Um das wieder zu ändern, werden wir gehörig üben müssen, harte Arbeit, wie bei jedem Entzug!  Flanieren und improvisieren sind dafür gute Methoden. Also einerseits eine kontinuierliche Gewöhnung an das Finden, ohne etwas zu Suchen. Und andererseits etwas tun, etwas entscheiden, über etwas sprechen, ohne über alle relevanten Information zu verfügen. Im Begriff Dilettantismus ist diese Kompetenz genau beschrieben (dazu auch hier im Blog eine ausführliche Beschreibung in einem frühen Beitrag). Zeit und Muse sind wesentliche Voraussetzungen dafür. 

Ich gehe noch einen Schritt weiter. Selbstverständlich ist es eine individuelle Aufgabe, diese Entwicklung anzustoßen, und fortzusetzen. Gleichwohl ist es aber auch Aufgabe der Unternehmen und Organisationen in unserer Gesellschaft, ihre interne Fort- und Weiterbildungen entsprechend neu zu konzipieren. Und wenn sie schon dabei sind, lassen sie sich auch noch von dem Gedanken leiten, das Dogma vom ständigen Wachstum zu durchbrechen. Seit dem Bericht des Club of Rome 1972 ist klar, dass es sich dabei um eine Ressourcen vernichtende Ideologie handelt, die für die  Menschheit fatale Folgen hat. Es ist höchste Zeit, diese Erkenntnisse auf unsere heutige Situation anzuwenden.

(Einträge aus einem Datensatz)
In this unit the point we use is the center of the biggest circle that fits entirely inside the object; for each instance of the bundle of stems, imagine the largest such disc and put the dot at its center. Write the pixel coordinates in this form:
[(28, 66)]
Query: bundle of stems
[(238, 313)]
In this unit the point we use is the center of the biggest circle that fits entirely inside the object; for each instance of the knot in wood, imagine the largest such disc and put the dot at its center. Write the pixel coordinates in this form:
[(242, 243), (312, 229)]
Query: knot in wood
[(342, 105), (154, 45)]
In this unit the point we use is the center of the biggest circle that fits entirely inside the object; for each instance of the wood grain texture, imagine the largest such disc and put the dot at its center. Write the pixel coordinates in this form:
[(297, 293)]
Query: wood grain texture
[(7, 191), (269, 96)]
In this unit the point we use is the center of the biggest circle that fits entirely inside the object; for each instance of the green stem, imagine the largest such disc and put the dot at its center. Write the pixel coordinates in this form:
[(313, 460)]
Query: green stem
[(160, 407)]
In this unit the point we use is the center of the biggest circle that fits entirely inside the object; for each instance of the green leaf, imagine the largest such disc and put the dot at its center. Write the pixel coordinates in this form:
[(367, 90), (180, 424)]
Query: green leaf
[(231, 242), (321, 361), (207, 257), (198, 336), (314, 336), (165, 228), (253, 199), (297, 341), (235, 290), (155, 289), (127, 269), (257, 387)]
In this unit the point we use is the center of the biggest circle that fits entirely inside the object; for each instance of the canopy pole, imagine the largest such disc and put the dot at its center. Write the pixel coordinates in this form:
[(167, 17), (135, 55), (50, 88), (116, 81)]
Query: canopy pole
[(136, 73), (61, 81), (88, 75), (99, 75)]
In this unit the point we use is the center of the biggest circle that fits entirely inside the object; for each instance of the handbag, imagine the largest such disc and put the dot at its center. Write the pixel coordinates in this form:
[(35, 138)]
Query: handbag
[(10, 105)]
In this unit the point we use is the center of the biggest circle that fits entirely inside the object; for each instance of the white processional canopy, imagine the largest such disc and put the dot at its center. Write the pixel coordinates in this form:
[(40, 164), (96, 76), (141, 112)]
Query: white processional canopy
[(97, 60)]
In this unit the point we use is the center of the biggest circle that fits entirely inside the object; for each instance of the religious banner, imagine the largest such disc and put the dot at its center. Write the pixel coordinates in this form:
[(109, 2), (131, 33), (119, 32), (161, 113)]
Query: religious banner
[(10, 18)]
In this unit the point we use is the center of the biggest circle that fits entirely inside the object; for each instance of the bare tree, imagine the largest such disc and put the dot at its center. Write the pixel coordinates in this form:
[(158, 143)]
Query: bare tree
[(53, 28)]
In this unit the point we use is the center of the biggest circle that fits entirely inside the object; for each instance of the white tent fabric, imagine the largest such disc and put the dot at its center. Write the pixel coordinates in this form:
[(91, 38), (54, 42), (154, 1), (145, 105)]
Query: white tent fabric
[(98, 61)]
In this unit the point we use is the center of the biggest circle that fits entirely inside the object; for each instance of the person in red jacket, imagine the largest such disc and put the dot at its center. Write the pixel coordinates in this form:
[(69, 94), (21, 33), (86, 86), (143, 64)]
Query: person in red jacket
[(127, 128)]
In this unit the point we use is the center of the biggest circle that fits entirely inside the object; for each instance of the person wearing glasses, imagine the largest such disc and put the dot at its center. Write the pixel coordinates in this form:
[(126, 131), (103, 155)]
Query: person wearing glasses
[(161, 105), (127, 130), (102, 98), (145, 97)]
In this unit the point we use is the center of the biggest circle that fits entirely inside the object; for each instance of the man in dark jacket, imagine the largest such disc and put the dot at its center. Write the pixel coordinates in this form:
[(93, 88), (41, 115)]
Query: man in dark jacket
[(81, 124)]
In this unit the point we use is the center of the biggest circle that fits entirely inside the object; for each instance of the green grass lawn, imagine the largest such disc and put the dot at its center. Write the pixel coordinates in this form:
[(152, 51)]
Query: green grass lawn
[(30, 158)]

» Zu erledigende Aufgaben:
**a.** Nenne alle Tätigkeiten, die der Textauszug in dem Satz aufzählt, der mit „Und andererseits“ beginnt.
**b.** Beantworte anhand des Textauszugs die folgenden Fragen:
(i) Welche beiden Methoden werden als gut geeignet bezeichnet?
(ii) Was sind laut Text wesentliche Voraussetzungen dafür?
(iii) Seit welchem Bericht aus welchem Jahr ist klar, dass es sich beim Dogma vom ständigen Wachstum um eine Ressourcen vernichtende Ideologie handelt?
**c.** Gib einen Abschnitt aus dem Textauszug wortgetreu aus: Beginne bei den Worten „Um das wieder“ und höre nach „wesentliche Voraussetzungen dafür.“ auf.
Die Auflistung steht in keinem Zusammenhang mit dem Textauszug.

» Liste der Antworten:
**a.** etwas tun; etwas entscheiden; über etwas sprechen

**b.**
(i) Flanieren und improvisieren
(ii) Zeit und Muse
(iii) Seit dem Bericht des Club of Rome 1972

**c.**
Um das wieder zu ändern, werden wir gehörig üben müssen, harte Arbeit, wie bei jedem Entzug!  Flanieren und improvisieren sind dafür gute Methoden. Also einerseits eine kontinuierliche Gewöhnung an das Finden, ohne etwas zu Suchen. Und andererseits etwas tun, etwas entscheiden, über etwas sprechen, ohne über alle relevanten Information zu verfügen. Im Begriff Dilettantismus ist diese Kompetenz genau beschrieben (dazu auch hier im Blog eine ausführliche Beschreibung in einem frühen Beitrag). Zeit und Muse sind wesentliche Voraussetzungen dafür.